====== ENTRIES SUPPLIED ======

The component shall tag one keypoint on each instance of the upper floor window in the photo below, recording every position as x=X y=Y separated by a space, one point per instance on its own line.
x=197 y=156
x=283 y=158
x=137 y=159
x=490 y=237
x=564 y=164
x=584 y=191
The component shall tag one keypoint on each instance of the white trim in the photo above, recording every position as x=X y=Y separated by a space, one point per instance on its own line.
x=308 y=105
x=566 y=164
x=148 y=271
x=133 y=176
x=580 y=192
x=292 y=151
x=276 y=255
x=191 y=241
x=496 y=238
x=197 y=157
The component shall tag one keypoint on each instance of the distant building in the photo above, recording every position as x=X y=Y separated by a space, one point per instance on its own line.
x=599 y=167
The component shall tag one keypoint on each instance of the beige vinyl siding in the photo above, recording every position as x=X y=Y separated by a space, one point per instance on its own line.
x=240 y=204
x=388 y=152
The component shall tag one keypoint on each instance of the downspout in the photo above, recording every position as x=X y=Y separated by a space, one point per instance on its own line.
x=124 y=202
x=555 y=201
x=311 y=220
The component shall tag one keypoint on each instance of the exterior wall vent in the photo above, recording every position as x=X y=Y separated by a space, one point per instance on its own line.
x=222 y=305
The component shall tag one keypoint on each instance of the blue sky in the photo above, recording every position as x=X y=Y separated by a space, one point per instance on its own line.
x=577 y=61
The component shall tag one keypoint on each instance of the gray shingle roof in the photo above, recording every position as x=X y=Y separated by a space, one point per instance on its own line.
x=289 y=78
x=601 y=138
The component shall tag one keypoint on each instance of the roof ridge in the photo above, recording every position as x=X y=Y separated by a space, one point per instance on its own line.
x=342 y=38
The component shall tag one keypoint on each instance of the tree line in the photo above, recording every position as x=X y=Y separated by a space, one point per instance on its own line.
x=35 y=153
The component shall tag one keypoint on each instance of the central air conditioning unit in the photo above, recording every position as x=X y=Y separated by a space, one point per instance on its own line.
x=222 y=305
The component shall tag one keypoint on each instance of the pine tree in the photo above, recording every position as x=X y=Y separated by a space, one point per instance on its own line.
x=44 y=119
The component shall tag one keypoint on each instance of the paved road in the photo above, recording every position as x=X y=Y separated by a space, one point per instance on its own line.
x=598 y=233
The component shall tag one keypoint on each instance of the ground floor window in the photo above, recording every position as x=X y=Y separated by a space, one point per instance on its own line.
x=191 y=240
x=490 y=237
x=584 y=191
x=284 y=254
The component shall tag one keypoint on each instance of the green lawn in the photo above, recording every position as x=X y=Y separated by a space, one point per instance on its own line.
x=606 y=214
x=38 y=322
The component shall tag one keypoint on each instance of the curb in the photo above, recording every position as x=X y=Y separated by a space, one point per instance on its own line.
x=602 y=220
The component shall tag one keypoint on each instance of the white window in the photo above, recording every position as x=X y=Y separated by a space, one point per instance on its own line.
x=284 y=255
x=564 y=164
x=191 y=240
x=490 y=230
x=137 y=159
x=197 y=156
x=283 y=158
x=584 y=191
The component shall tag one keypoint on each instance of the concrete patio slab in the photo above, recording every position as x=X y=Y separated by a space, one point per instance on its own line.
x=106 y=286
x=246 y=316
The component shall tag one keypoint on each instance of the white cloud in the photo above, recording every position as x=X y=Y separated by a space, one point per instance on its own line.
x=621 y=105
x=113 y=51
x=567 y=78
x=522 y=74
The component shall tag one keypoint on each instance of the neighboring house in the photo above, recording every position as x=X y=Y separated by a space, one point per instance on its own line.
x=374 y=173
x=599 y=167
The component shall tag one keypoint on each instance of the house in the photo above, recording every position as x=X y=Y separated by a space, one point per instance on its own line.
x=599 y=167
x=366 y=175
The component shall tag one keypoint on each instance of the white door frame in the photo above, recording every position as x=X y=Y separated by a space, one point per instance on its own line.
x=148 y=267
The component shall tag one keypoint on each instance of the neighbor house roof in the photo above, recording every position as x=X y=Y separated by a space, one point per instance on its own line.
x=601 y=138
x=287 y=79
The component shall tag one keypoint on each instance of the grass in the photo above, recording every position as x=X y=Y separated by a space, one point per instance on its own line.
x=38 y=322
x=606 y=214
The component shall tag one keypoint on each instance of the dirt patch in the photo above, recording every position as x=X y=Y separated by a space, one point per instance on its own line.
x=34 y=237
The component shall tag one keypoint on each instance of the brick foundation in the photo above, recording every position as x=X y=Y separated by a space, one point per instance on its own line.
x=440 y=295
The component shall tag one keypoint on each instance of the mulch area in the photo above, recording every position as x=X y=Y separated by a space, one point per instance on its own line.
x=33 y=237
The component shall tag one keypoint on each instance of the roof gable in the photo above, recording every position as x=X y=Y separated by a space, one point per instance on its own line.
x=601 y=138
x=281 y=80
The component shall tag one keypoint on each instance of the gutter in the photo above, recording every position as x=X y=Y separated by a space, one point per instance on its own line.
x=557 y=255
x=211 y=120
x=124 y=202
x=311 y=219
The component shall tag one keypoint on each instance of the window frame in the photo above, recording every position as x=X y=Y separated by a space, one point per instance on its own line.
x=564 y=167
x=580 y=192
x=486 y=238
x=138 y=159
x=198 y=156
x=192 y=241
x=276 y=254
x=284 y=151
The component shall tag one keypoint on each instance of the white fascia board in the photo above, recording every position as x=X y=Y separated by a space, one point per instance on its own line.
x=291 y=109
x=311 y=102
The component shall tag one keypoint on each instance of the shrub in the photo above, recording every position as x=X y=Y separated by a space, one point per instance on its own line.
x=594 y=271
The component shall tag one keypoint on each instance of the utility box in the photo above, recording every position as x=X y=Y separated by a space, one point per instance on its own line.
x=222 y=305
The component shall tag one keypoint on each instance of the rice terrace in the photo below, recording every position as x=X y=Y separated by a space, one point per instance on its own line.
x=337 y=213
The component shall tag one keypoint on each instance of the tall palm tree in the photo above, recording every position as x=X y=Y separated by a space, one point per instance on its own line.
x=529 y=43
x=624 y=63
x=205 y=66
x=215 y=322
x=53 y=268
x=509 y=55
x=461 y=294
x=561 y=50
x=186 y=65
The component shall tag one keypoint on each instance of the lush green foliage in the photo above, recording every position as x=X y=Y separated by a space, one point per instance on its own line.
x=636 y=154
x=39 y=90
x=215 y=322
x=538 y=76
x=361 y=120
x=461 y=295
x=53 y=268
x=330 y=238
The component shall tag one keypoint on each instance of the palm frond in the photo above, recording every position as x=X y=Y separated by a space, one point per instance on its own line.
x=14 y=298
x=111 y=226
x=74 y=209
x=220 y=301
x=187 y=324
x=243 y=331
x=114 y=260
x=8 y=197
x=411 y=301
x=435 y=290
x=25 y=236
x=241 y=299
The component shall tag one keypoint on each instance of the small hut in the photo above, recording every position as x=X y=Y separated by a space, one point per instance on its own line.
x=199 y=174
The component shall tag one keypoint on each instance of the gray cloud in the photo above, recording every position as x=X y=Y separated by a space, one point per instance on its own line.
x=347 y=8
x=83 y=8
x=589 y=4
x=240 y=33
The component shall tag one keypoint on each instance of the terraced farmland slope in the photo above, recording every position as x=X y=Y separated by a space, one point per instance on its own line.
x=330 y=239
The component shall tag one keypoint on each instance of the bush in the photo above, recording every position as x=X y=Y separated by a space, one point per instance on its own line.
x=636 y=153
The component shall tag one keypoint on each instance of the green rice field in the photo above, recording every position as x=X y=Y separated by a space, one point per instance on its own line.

======

ABOUT THIS TASK
Whatever appears in the listing above, write it down again exactly.

YOUR SOLUTION
The component shall tag one keypoint on each instance of the upper floor window in the photo below, recording every position as x=X y=Y separated by a space, one point per instance on its own line.
x=197 y=156
x=283 y=158
x=137 y=159
x=490 y=237
x=564 y=164
x=584 y=191
The component shall tag one keypoint on each instance of the white trim in the photo above, recording every position as x=X y=Y separated by a space, one point per instance on its own line.
x=308 y=105
x=566 y=164
x=148 y=271
x=133 y=176
x=580 y=192
x=292 y=151
x=276 y=255
x=191 y=241
x=496 y=238
x=197 y=157
The component shall tag one keypoint on each instance of the distant building in the photo above, recording every position as x=X y=Y separated by a space, one point per instance on its own line.
x=599 y=167
The component shall tag one keypoint on each instance of the beige vinyl siding in the photo above, recording every position as x=X y=Y separated by a space, one point per instance on its own line.
x=240 y=204
x=388 y=152
The component shall tag one keypoint on each instance of the downspout in the photo above, recording every position as x=X y=Y separated by a space, one point per instance on its own line.
x=124 y=202
x=555 y=201
x=311 y=220
The component shall tag one keypoint on each instance of the exterior wall vent in the photo above, recording every position as x=X y=Y separated by a space, one point per instance on its own line.
x=222 y=305
The component shall tag one keypoint on each instance of the blue sky in the photo above, recording every position as x=X y=Y separated by a space, one point per instance on its own line.
x=577 y=61
The component shall tag one keypoint on each instance of the gray shingle roof in the photo above, recording every position as x=X y=Y separated by a space, one point per instance on its own line.
x=289 y=78
x=601 y=138
The component shall tag one keypoint on each instance of the roof ridge in the photo above, recording every position as x=X y=Y separated by a space, one point per instance on its own line.
x=342 y=38
The component shall tag one keypoint on each instance of the tree line in the photo above, recording every position as x=X y=Y separated by a space, one point per instance on its own line.
x=35 y=153
The component shall tag one keypoint on each instance of the central air conditioning unit in the photo above, recording every position as x=X y=Y separated by a space, one point per instance on its own line.
x=222 y=305
The component shall tag one keypoint on each instance of the pine tree in the photo above, recording every position as x=X y=Y separated by a space, one point per instance on its own line.
x=44 y=119
The component shall tag one keypoint on each instance of the paved road in the photo above, recording every position as x=X y=Y separated by a space, one point per instance on its own line.
x=598 y=233
The component shall tag one keypoint on each instance of the ground floor window in the photo above, recording every position as x=X y=Y separated by a space, one point per instance on its own line.
x=191 y=240
x=490 y=237
x=584 y=191
x=284 y=254
The component shall tag one keypoint on each instance of the green lawn in the photo above, recording every position as x=X y=Y separated by a space, one point per instance on its own line.
x=606 y=214
x=38 y=322
The component shall tag one keypoint on each instance of the curb in the photo above, recording every position as x=X y=Y separated by a space, one point per instance on its own line.
x=602 y=220
The component shall tag one keypoint on each instance of the white window in the photo above, recording every position as x=X y=Y separated by a space, one point per instance on its own line.
x=284 y=255
x=564 y=164
x=191 y=240
x=490 y=230
x=137 y=159
x=197 y=156
x=283 y=158
x=584 y=191
The component shall tag one keypoint on each instance of the concrete patio slab in the photo above, recording every position as x=X y=Y separated by a space, one point per instance on its own line.
x=106 y=286
x=246 y=316
The component shall tag one keypoint on each instance of the white cloud in the photo above, recording every position as x=X y=Y separated by a space, one point per instance on its own line.
x=621 y=105
x=113 y=51
x=567 y=78
x=522 y=74
The component shall tag one keypoint on each instance of the neighboring house in the photo above, recording every position as x=X y=Y separated by a space, one point per instance on its own line.
x=374 y=173
x=599 y=167
The component shall tag one keypoint on each instance of the house in the photo above, recording every position as x=X y=Y separated by a space, one point per instance on its own line.
x=599 y=167
x=366 y=175
The component shall tag one keypoint on each instance of the white door frame in the photo above, recording every position as x=X y=Y separated by a space, one point per instance on its own line.
x=148 y=267
The component shall tag one keypoint on each instance of the neighbor house roof in the photo above, recording every position as x=X y=Y separated by a space, one point per instance on its own line.
x=601 y=138
x=287 y=79
The component shall tag one keypoint on each instance of the grass in the photo above, recording every position as x=X y=Y separated by a space, one point per instance on its own line.
x=38 y=322
x=606 y=214
The component shall tag one keypoint on each instance of the dirt patch in the photo above, recording every position as x=X y=Y separated by a space, one point per instance on its own line.
x=34 y=237
The component shall tag one keypoint on each instance of the brick foundation in the photo above, recording every position as x=X y=Y separated by a space, one point per instance on its own line.
x=440 y=295
The component shall tag one keypoint on each instance of the mulch area in the photo above, recording every position as x=X y=Y separated by a space, one point per instance on its own line.
x=33 y=237
The component shall tag one keypoint on each instance of the roof gable in the photo above, recording every position as x=X y=Y separated by a space, one point per instance on its own line.
x=601 y=138
x=281 y=80
The component shall tag one keypoint on each instance of the gutter in the photo above, recording every position as x=X y=Y separated by a space, one point per instance on its own line.
x=557 y=255
x=211 y=120
x=124 y=202
x=311 y=219
The component shall tag one keypoint on each instance of the window frame in the photo above, recording every position as x=X y=Y separated by a space, one point per instance on its own line.
x=564 y=167
x=580 y=192
x=486 y=238
x=138 y=159
x=198 y=156
x=192 y=241
x=276 y=254
x=284 y=151
The component shall tag one keypoint on each instance of the white fascia board in the photo above, recording every position as x=X y=Y separated by a space, one point per instance on its own line.
x=291 y=109
x=311 y=102
The component shall tag one keypoint on each instance of the shrub in the photo above, recording every position as x=X y=Y separated by a space, one point per instance on its own line.
x=594 y=271
The component shall tag one keypoint on each instance of the utility box in the photo above, recording every position as x=X y=Y separated by a space, one point per instance on its own line.
x=222 y=305
The component shall tag one keypoint on each instance of the rice terrace in the photo below, recording every position as x=X y=Y separated by a space, one point per instance on its own line.
x=337 y=213
The component shall tag one keypoint on each instance of the tall palm tree in the photo above, recording every position as x=X y=Y separated by a space, one point per instance on its own line.
x=529 y=43
x=624 y=63
x=205 y=66
x=215 y=322
x=53 y=268
x=509 y=55
x=461 y=294
x=561 y=50
x=186 y=65
The component shall tag one keypoint on each instance of the lush green foliage in the photo above, recording every position as x=X y=Y separated by a space, one point per instance on its own line.
x=636 y=154
x=39 y=90
x=215 y=322
x=538 y=76
x=361 y=120
x=461 y=295
x=53 y=268
x=330 y=238
The component shall tag one keypoint on each instance of the palm frond in the photo above, recording every position as x=X y=Y separated by a space, one point per instance on its own line.
x=14 y=298
x=111 y=226
x=74 y=209
x=220 y=301
x=187 y=324
x=243 y=331
x=114 y=260
x=8 y=197
x=411 y=301
x=435 y=290
x=25 y=236
x=241 y=299
The component shall tag one keypoint on each instance of the small hut in the photo above, recording every position as x=X y=Y separated by a space, one point per instance on its own line.
x=199 y=174
The component shall tag one keypoint on each instance of the gray cloud in the photo above, recording every position as x=X y=Y separated by a space, one point per instance on its own line.
x=347 y=8
x=83 y=8
x=589 y=4
x=240 y=33
The component shall tag one keypoint on each instance of the terraced farmland slope in the photo above, recording every position as x=X y=Y separated by a space, one point per instance on its own line.
x=330 y=239
The component shall tag one keypoint on each instance of the bush in the photo above, recording every position as x=X y=Y separated by a space, one point per instance on its own line.
x=636 y=153
The component shall tag one keypoint on each instance of the green rice field in the photo above, recording every position as x=X y=Y separated by a space, one point per instance on its own line.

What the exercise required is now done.